Provided records section start
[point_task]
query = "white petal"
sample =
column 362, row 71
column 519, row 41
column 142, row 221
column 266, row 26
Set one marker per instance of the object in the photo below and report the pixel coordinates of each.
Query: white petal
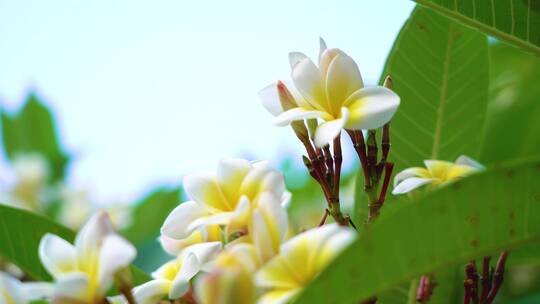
column 295, row 58
column 56, row 255
column 410, row 184
column 371, row 108
column 408, row 173
column 37, row 290
column 204, row 251
column 467, row 161
column 73, row 286
column 342, row 80
column 299, row 113
column 329, row 130
column 270, row 99
column 177, row 224
column 308, row 80
column 180, row 284
column 13, row 288
column 90, row 238
column 204, row 189
column 151, row 292
column 230, row 173
column 322, row 47
column 116, row 253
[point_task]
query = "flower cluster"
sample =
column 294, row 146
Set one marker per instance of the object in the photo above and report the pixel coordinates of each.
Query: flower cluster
column 231, row 242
Provided records section end
#### Task statement:
Set down the records again exactly as they appear, leaving each picture behind.

#### Expected output:
[point_task]
query = "white petal"
sample =
column 362, row 71
column 519, row 41
column 142, row 221
column 266, row 26
Set one marker per instance of the object in the photo below and report the pixel coordinates of each.
Query: white petal
column 295, row 58
column 56, row 255
column 410, row 184
column 371, row 108
column 408, row 173
column 37, row 290
column 204, row 251
column 467, row 161
column 73, row 286
column 342, row 80
column 299, row 113
column 329, row 130
column 270, row 99
column 177, row 224
column 308, row 80
column 180, row 284
column 13, row 288
column 90, row 238
column 204, row 189
column 151, row 292
column 230, row 173
column 322, row 47
column 116, row 253
[point_task]
query = "flower cluster"
sample =
column 294, row 146
Set one marker per instance of the object in the photo above and report the pixel coordinates of each.
Query: flower cluster
column 231, row 242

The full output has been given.